Goal - Add 58 to every coordinate in the answers for the entries from the start through the line holding "[[[0,465],[330,465],[329,0],[0,0]]]", inclusive. Then write all of those lines out again with their requests included.

[Region annotation items]
════════
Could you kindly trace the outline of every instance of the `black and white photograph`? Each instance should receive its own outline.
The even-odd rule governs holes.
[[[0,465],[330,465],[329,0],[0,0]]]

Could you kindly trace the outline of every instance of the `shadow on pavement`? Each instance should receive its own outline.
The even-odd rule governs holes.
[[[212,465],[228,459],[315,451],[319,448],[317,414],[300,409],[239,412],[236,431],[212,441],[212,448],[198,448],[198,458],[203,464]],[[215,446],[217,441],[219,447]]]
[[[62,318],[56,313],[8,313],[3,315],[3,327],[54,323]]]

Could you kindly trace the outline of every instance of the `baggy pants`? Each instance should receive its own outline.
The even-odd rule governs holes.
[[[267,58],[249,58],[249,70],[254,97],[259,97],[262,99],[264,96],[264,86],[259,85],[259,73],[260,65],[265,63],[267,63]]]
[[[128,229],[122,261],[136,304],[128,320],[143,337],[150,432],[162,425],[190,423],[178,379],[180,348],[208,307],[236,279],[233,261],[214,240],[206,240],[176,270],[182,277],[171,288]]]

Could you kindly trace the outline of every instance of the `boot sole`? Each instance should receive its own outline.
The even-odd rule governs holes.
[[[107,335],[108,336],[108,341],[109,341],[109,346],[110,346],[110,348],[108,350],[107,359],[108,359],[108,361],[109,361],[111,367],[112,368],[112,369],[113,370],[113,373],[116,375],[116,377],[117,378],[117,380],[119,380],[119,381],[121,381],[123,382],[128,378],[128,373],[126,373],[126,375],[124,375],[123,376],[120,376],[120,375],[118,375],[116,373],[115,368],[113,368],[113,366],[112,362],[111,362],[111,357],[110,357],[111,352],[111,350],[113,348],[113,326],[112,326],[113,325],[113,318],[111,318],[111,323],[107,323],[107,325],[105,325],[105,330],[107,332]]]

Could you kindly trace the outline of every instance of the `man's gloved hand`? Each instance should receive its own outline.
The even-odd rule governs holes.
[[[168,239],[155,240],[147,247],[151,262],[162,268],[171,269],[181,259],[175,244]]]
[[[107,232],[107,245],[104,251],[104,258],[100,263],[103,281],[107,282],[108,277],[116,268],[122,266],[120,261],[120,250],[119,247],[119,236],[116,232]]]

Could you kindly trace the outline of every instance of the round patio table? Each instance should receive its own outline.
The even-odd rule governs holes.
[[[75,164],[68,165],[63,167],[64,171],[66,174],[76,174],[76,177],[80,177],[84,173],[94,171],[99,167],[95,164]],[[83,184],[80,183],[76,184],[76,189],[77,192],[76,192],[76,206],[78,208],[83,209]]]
════════
Task answer -
Could you kindly trace the outline of every instance of the `black and white photograph`? Each instance should receive its own outline.
The even-odd rule governs holes.
[[[58,523],[388,523],[387,58],[58,58]]]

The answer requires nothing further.